# Extract
########

[MODEST] newly born: mesa - Modules for Experiments in Stellar Astrophysics
Bill Paxton
paxton at kitp.ucsb.edu
Wed Nov 22 11:49:09 EST 2006
Hello,
Piet suggested that I send this "birth announcement" to the MODEST
email list to let you know about a new community resource that is
just coming on-line.
You might know that I've been working on a new stellar evolution code
to replace EZ. Along the way I had the good fortune of getting Frank
Timmes involved since I wanted to make use of some of his wonderful
code for the microphysics. As the pieces of the new system started
to become real, I realized that in this case the parts would probably
be of even more interest than the whole! So we are making them
available as independent libraries. And some of them are now making
their first web appearance:
http://theory.kitp.ucsb.edu/~paxton/mesa/mesa_doc/index.html
The name "mesa" stands for modules for experiments in stellar
astrophysics, and eventually we hope to have a complete set
sufficient for doing 1D stellar evolution simulations. The currently
available modules include both microphysics (nuclear burning,
opacities, eos) and algorithms (fully implicit IBVP solver, monotone
interpolation, etc.). They are all written in a thread-safe style of
fortran95 in anticipation of the coming revolution in "personal
parallel computing" based on shared memory multiprocessors. (The eos
is not quiet thread-safe yet, but it will be soon.)

########

# Data supplied
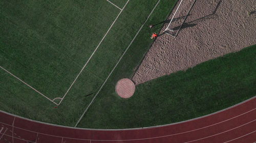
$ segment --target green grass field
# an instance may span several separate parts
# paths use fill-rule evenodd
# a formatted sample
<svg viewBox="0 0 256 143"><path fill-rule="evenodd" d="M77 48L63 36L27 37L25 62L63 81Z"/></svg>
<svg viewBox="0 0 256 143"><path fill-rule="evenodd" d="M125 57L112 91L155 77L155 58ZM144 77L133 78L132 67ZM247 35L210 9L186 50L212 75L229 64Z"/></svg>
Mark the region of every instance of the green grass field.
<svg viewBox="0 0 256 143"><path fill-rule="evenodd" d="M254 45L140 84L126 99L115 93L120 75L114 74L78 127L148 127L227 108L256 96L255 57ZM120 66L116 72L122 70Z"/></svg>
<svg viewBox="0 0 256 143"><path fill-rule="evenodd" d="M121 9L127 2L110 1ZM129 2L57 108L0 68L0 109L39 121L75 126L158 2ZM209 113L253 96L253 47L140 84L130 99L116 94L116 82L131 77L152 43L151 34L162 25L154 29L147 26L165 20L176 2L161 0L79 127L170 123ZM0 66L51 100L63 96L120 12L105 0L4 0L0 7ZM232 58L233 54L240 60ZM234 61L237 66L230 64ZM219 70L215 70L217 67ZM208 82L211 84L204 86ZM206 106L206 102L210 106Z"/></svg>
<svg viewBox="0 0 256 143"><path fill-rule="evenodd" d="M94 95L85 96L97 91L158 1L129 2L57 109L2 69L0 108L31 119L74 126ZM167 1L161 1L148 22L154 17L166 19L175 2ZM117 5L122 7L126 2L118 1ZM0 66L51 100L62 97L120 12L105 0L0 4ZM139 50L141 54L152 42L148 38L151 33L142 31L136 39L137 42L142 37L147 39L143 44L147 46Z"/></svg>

########

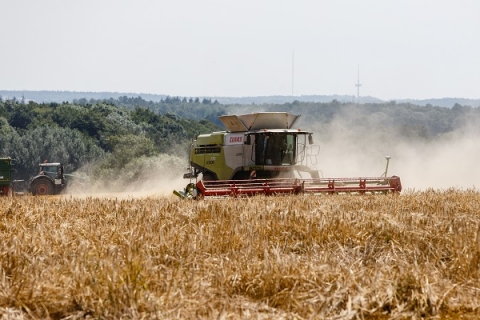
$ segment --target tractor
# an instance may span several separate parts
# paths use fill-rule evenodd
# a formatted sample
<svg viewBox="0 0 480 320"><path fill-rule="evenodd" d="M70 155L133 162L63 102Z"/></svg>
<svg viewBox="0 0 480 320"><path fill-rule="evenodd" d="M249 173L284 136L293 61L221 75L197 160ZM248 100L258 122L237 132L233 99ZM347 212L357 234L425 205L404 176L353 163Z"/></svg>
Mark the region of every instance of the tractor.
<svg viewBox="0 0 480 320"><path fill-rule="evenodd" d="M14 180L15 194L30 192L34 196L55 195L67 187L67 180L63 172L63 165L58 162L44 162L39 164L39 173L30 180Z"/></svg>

########

# What to work on
1 – Name every microphysics module that the announcement about mesa lists as currently available.
2 – In the listing, rewrite the lines from the one containing "segment --target tractor" through the one containing "180L15 194L30 192L34", inclusive, replacing "tractor" with "combine harvester" and leaving everything else unchanged. Give only those lines.

# Expected results
1 – nuclear burning, opacities, eos

2 –
$ segment --target combine harvester
# an instance may span several separate parts
# paths use fill-rule evenodd
# a formatted sample
<svg viewBox="0 0 480 320"><path fill-rule="evenodd" d="M70 155L133 162L63 102Z"/></svg>
<svg viewBox="0 0 480 320"><path fill-rule="evenodd" d="M249 173L284 136L293 61L221 75L197 160ZM248 100L258 122L237 132L233 99ZM347 212L357 234L425 205L404 176L353 163Z"/></svg>
Mark the region of every instance of the combine harvester.
<svg viewBox="0 0 480 320"><path fill-rule="evenodd" d="M14 180L15 194L30 192L34 196L55 195L67 187L67 180L63 172L63 165L58 162L44 162L39 164L39 173L30 180Z"/></svg>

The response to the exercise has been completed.